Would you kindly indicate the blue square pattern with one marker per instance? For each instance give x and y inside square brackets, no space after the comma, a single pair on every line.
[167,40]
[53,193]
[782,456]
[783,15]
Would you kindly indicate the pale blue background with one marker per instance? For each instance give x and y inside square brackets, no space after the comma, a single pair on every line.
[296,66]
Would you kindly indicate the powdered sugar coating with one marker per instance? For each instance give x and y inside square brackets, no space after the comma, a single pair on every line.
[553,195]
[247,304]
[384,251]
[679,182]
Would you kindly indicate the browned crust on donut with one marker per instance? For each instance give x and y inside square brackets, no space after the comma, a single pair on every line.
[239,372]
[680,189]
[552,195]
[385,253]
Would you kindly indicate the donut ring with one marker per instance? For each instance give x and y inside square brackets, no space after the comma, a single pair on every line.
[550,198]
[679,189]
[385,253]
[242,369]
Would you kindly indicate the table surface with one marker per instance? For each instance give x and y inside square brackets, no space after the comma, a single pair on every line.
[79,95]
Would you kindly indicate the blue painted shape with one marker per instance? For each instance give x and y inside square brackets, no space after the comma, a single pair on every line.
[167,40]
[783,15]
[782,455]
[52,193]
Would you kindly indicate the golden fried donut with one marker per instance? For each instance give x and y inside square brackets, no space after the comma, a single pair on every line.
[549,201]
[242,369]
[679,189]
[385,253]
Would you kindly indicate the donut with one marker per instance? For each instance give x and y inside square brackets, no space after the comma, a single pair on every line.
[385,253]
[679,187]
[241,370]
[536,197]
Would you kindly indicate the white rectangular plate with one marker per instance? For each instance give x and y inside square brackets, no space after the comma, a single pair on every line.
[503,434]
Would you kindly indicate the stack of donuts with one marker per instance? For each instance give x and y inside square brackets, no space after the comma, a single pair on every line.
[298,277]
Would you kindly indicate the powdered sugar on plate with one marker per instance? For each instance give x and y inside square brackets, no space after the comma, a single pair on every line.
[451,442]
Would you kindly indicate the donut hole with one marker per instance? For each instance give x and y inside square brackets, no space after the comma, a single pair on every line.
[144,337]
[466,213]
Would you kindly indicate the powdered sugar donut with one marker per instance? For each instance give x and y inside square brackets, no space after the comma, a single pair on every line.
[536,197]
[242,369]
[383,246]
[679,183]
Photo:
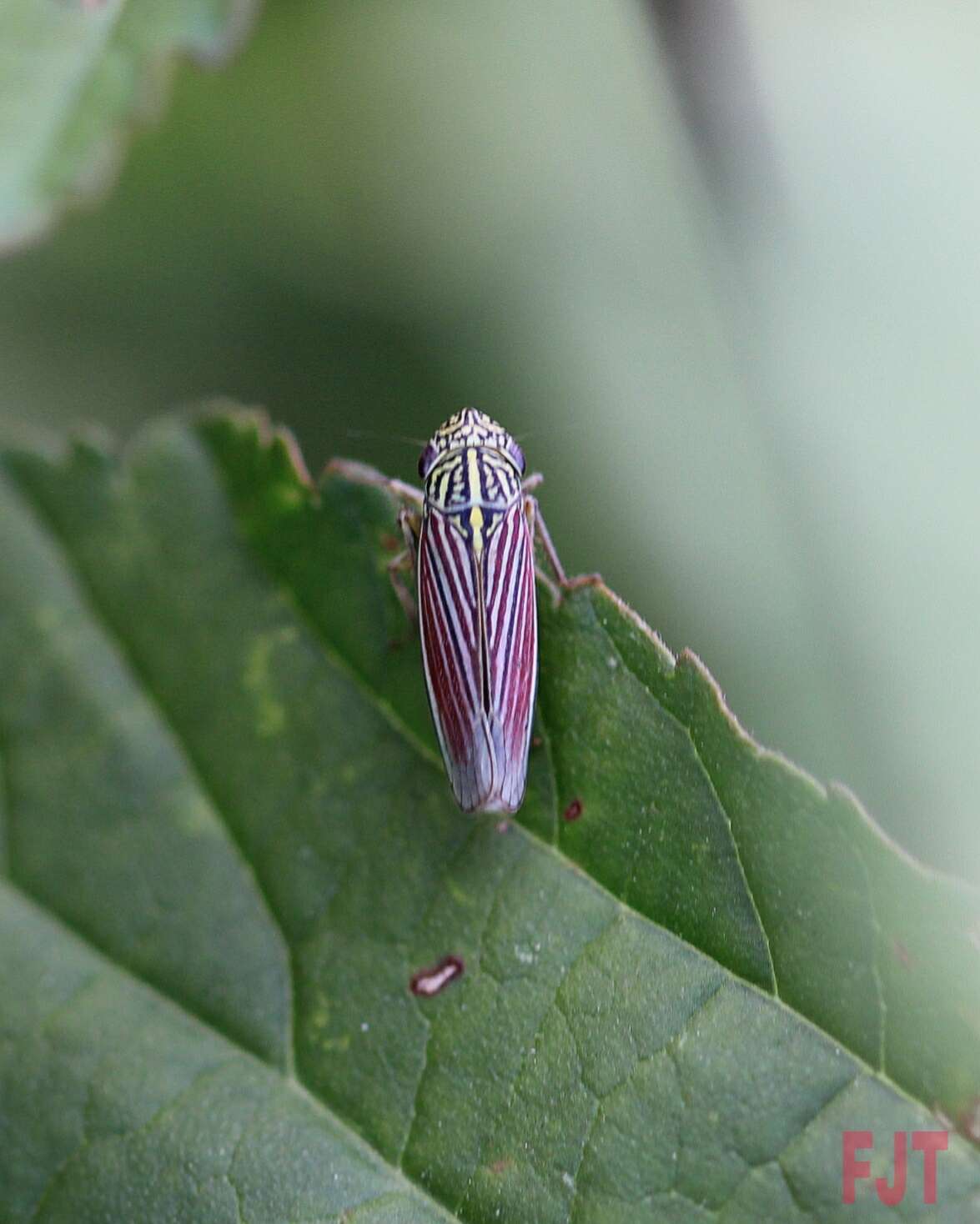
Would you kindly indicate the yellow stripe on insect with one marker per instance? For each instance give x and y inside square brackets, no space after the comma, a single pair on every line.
[475,494]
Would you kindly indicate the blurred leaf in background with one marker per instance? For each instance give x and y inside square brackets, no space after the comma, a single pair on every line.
[716,262]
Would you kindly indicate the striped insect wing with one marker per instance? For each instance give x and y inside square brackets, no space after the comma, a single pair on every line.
[511,621]
[480,637]
[450,625]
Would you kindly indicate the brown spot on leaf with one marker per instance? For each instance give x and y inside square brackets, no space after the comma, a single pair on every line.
[574,810]
[903,955]
[429,982]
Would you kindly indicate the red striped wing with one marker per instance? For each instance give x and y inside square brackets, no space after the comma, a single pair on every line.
[480,638]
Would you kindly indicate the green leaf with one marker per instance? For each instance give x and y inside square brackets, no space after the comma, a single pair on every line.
[73,78]
[221,784]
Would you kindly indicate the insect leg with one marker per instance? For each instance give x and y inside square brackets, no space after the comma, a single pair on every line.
[561,582]
[363,474]
[410,523]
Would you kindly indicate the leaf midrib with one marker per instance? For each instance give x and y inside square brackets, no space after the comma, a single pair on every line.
[75,572]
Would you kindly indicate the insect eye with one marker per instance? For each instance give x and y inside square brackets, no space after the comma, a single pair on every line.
[426,459]
[517,454]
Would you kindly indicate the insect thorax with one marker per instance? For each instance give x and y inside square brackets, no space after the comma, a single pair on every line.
[477,478]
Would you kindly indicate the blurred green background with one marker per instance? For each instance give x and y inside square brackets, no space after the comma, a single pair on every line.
[716,264]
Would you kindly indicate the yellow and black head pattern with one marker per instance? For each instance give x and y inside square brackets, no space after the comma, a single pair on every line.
[472,469]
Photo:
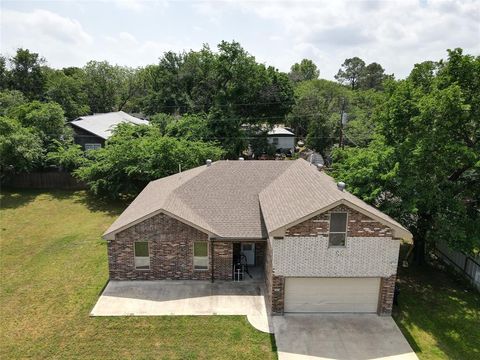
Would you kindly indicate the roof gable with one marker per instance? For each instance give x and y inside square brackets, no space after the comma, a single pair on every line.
[102,125]
[244,199]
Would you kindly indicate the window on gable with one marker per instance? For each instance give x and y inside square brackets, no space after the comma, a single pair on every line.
[200,255]
[338,229]
[142,255]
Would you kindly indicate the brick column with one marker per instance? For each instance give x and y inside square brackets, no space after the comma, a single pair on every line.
[387,288]
[278,294]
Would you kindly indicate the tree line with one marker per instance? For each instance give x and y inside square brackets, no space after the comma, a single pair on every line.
[411,145]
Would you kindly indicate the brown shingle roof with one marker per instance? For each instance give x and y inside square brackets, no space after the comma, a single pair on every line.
[241,199]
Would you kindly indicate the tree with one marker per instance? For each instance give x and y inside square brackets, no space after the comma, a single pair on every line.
[423,167]
[317,106]
[305,70]
[67,156]
[67,91]
[102,85]
[26,74]
[4,74]
[10,99]
[135,155]
[189,127]
[47,119]
[372,77]
[20,148]
[351,71]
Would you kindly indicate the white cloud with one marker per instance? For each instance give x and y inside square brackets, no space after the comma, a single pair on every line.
[395,34]
[63,41]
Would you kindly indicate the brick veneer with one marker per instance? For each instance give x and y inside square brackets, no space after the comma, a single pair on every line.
[387,289]
[359,225]
[274,285]
[171,252]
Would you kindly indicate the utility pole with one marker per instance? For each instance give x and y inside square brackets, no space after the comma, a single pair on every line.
[342,115]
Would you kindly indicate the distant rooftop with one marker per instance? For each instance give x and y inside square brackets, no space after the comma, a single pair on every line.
[102,125]
[278,130]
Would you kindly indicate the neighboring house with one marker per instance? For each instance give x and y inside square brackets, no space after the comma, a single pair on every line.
[282,138]
[321,248]
[91,131]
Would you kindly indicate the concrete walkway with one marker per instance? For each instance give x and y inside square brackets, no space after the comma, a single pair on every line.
[150,298]
[340,336]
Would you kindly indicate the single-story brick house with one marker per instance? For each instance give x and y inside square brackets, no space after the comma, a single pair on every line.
[320,248]
[91,131]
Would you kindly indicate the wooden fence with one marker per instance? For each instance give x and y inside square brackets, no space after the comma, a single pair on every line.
[44,180]
[467,265]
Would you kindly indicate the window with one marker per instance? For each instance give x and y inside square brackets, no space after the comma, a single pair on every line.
[142,255]
[94,146]
[338,229]
[200,255]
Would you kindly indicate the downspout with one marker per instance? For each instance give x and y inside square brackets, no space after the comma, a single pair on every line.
[211,255]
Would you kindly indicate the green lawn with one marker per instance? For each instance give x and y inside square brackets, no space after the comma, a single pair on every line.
[53,268]
[438,314]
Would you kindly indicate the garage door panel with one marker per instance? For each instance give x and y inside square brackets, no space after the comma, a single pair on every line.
[331,294]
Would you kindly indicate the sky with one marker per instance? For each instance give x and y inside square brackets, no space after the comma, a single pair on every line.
[396,34]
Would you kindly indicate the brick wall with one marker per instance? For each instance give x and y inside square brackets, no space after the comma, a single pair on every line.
[222,260]
[260,248]
[359,225]
[274,285]
[387,288]
[171,252]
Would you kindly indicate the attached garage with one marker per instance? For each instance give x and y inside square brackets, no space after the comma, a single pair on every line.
[357,295]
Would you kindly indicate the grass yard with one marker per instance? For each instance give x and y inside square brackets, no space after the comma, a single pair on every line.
[438,314]
[53,267]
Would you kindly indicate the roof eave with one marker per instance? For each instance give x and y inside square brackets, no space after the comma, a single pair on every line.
[110,234]
[398,231]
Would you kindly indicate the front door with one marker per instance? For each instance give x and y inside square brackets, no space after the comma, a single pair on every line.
[248,249]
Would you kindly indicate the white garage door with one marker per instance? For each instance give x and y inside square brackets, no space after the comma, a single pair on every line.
[331,294]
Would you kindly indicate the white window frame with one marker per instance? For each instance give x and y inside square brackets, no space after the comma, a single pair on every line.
[338,232]
[201,257]
[141,259]
[92,146]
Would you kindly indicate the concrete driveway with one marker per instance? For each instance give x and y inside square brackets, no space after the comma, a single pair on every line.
[340,336]
[150,298]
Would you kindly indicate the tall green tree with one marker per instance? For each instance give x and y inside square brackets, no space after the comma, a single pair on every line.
[423,166]
[305,70]
[47,119]
[26,74]
[135,155]
[102,85]
[372,77]
[351,71]
[21,148]
[68,92]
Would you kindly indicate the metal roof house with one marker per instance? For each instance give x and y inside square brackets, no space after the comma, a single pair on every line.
[91,131]
[282,138]
[313,245]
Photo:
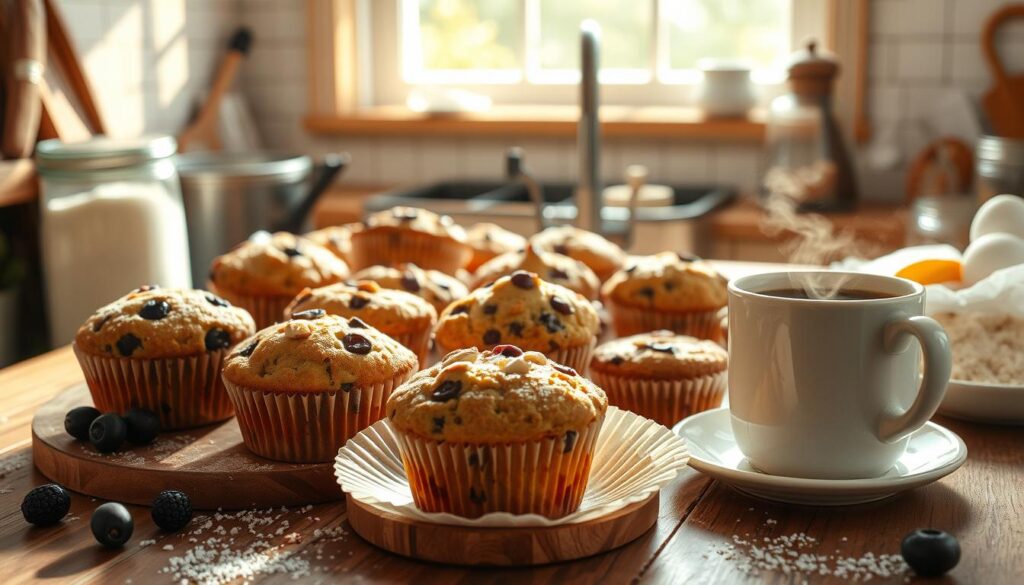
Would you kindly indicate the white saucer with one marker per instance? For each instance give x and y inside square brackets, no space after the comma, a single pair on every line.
[996,404]
[933,453]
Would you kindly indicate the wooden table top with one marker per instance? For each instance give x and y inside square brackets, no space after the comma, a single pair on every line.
[982,504]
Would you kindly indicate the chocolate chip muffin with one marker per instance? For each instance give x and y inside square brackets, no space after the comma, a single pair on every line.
[162,349]
[404,317]
[411,235]
[432,286]
[521,308]
[662,375]
[301,388]
[485,431]
[488,241]
[264,274]
[553,267]
[677,292]
[601,255]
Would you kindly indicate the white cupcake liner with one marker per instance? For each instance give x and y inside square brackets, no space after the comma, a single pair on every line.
[633,458]
[307,427]
[182,391]
[666,402]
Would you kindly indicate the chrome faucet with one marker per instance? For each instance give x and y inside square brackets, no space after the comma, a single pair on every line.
[589,192]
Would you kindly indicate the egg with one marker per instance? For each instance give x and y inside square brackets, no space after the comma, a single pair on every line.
[989,253]
[1001,214]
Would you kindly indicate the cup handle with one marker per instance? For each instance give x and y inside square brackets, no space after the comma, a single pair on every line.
[938,363]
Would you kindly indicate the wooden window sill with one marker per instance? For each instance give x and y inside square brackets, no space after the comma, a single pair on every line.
[650,122]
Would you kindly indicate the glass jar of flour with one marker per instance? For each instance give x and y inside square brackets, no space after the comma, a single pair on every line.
[112,220]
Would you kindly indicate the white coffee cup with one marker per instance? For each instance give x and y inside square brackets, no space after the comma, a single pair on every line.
[829,388]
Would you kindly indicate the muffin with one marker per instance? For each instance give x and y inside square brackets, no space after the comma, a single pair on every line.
[264,274]
[553,267]
[432,286]
[660,375]
[498,431]
[337,239]
[667,291]
[411,235]
[489,241]
[303,387]
[601,255]
[403,317]
[521,308]
[162,349]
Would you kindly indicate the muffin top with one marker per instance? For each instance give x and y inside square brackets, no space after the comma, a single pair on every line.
[154,323]
[553,267]
[416,219]
[659,354]
[518,308]
[601,255]
[337,239]
[505,395]
[433,286]
[668,282]
[317,352]
[275,265]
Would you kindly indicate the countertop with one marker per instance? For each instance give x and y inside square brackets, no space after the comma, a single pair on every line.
[982,504]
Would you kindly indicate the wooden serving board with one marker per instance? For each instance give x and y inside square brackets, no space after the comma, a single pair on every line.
[210,463]
[500,546]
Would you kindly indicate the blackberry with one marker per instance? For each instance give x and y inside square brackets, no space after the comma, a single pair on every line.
[171,510]
[45,505]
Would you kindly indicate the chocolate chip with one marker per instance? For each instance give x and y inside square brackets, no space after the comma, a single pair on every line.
[561,306]
[522,279]
[217,339]
[550,322]
[216,300]
[446,390]
[309,314]
[155,309]
[356,343]
[507,350]
[570,436]
[128,344]
[410,282]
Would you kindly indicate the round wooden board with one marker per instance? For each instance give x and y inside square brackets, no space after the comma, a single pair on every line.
[500,546]
[210,463]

================================

Only the lines from the one containing "Would you kindly indicate the wooden serving" through the end of the records above belong in the answer, each exactly as written.

## [Response to the task]
Would you kindly indicate the wooden serving board with one marker per instance? For each instance give x and y inside square brackets, no space after the comma, a single pair on every line.
[210,463]
[500,546]
Would you kindly indicate the blackberry with one marker per instance? For each instance give x and y inside square brackets, no space after the comma, a single pair on every line.
[171,510]
[45,505]
Would you kindly indicate the chocolate chip with one marker per instance? For each instance give x and y inside square brackets, no space after the comma, a single pair on every line.
[561,306]
[522,279]
[217,339]
[550,322]
[216,300]
[446,390]
[309,314]
[155,309]
[356,343]
[507,350]
[570,436]
[128,344]
[410,282]
Would you kindly indicate the round wooden board with one marker per instance? For each instance give x and y inside square brackets, no space after the comma, a single pair on every line.
[500,546]
[210,463]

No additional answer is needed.